The problem:
Lay out all the records below as a JSON array of strings, one string per line, with blank lines omitted.

The data:
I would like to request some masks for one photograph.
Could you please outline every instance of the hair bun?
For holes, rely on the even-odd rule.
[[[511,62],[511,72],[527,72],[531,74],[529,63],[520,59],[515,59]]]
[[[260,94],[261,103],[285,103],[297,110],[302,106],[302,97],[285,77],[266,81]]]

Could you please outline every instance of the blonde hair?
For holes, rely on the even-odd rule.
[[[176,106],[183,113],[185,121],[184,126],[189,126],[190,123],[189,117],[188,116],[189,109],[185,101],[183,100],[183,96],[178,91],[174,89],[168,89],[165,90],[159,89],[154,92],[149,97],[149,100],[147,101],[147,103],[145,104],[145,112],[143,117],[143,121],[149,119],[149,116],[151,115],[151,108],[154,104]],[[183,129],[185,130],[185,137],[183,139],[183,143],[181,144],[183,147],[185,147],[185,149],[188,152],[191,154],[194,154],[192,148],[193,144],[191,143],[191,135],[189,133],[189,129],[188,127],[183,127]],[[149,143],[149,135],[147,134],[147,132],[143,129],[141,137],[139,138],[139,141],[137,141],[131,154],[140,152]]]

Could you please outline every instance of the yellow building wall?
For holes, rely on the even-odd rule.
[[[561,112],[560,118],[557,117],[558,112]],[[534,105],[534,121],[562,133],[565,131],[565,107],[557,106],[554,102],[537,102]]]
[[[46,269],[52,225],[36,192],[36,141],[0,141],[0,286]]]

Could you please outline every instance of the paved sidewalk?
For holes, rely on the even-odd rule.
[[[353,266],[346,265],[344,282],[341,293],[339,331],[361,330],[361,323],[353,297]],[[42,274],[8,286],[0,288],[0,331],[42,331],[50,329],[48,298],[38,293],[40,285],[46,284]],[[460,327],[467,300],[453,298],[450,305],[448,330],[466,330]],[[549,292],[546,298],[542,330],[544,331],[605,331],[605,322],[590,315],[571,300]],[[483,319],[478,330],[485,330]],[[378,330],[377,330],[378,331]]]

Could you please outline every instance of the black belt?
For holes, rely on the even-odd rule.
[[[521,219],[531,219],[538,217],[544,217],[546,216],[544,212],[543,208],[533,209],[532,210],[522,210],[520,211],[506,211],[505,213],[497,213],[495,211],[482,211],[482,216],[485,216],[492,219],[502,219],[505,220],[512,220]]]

Response to the exercise:
[
  "I would like to request some masks for one photograph.",
  "Could you please outline every instance of the hair bun?",
  "For holes, rely on the even-odd rule.",
  "[[[511,62],[511,72],[527,72],[531,74],[529,63],[520,59],[515,59]]]",
  "[[[260,94],[261,103],[285,103],[297,110],[302,106],[302,97],[285,77],[266,81]]]",
  "Could you please outline every instance of the blonde hair?",
  "For holes, rely on the even-odd rule.",
  "[[[176,106],[183,113],[185,121],[184,126],[189,126],[190,123],[189,117],[188,116],[189,109],[185,101],[183,100],[183,96],[178,91],[174,89],[168,89],[165,90],[159,89],[154,92],[149,97],[149,100],[147,101],[147,103],[145,104],[145,112],[143,117],[143,121],[149,119],[149,116],[151,115],[151,108],[154,104]],[[183,129],[185,130],[185,137],[183,139],[183,143],[181,144],[183,147],[185,147],[185,149],[188,152],[191,154],[194,154],[192,148],[193,144],[191,143],[191,135],[189,133],[189,129],[188,127],[183,127]],[[149,143],[149,135],[147,134],[147,132],[143,129],[141,137],[139,138],[139,141],[137,141],[131,154],[140,152]]]",
  "Could you please outline every instance of the yellow building wall?",
  "For holes, rely on the even-odd rule.",
  "[[[561,112],[560,118],[557,117],[558,112]],[[534,105],[534,121],[562,133],[565,131],[565,107],[557,106],[554,102],[537,102]]]",
  "[[[46,269],[52,225],[36,192],[36,141],[0,141],[0,286]]]",
  "Could you please outline every instance of the paved sidewalk?",
  "For holes, rely on the even-odd rule.",
  "[[[353,266],[346,265],[344,282],[341,293],[339,331],[361,330],[361,323],[353,297]],[[42,274],[8,286],[0,288],[0,331],[42,331],[50,329],[48,298],[38,293],[40,285],[46,284]],[[460,327],[467,300],[453,298],[450,305],[448,330],[466,330]],[[549,292],[546,298],[542,330],[544,331],[605,331],[605,322],[590,315],[571,300]],[[483,319],[478,330],[485,330]],[[378,330],[377,330],[378,331]]]",
  "Could you please outline every instance of the black belt?",
  "For holes, rely on the even-odd rule.",
  "[[[521,219],[531,219],[538,217],[544,217],[546,216],[544,212],[543,208],[533,209],[532,210],[522,210],[520,211],[506,211],[505,213],[497,213],[495,211],[482,211],[482,216],[485,216],[492,219],[502,219],[505,220],[512,220]]]"
]